[Data records]
►

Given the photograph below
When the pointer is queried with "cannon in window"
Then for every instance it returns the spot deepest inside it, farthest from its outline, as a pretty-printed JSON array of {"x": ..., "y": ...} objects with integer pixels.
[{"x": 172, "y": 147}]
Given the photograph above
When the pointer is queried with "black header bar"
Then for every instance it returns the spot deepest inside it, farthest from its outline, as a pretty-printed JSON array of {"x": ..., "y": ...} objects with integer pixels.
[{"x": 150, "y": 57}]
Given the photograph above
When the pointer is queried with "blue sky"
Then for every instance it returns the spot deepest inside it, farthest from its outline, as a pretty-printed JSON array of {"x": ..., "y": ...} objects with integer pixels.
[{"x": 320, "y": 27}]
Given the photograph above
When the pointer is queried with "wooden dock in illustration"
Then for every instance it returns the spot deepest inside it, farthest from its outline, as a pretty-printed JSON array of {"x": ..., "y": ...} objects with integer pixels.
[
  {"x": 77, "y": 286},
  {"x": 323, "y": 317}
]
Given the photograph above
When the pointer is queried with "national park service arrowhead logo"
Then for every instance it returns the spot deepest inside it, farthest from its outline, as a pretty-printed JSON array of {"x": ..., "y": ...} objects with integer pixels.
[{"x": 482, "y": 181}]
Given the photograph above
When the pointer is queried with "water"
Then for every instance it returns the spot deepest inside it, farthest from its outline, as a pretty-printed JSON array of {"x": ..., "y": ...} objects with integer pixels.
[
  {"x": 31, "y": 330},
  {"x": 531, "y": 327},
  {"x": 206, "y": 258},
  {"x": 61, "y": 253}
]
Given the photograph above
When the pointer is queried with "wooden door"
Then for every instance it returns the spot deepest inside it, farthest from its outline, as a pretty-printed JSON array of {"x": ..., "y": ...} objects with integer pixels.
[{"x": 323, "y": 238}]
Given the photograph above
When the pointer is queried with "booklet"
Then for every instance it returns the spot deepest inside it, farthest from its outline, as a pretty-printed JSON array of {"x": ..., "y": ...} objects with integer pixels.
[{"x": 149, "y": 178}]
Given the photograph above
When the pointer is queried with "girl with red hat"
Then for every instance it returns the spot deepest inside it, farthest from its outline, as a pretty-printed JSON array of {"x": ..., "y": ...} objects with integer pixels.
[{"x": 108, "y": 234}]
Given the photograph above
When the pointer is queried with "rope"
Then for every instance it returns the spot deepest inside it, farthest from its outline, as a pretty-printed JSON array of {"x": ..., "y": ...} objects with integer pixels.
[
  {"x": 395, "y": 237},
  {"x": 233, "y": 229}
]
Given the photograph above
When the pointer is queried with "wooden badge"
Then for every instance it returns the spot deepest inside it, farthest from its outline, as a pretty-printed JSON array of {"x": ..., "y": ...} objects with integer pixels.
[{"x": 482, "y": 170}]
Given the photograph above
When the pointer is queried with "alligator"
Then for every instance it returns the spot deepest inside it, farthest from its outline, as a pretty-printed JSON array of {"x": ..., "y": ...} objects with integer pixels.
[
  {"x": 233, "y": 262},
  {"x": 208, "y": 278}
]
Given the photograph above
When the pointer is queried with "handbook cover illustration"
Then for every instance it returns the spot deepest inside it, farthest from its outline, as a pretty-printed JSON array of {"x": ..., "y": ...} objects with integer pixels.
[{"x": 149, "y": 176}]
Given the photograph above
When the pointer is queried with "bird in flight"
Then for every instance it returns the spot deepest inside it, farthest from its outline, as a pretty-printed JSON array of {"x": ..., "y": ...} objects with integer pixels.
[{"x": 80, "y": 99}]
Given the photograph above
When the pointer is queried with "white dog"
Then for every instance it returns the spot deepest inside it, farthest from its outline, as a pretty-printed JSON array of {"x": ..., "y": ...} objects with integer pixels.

◄

Tally the lines above that contain the string "wooden", treating uppercase and lowercase as different. Reply with the number alone.

TASK ANSWER.
3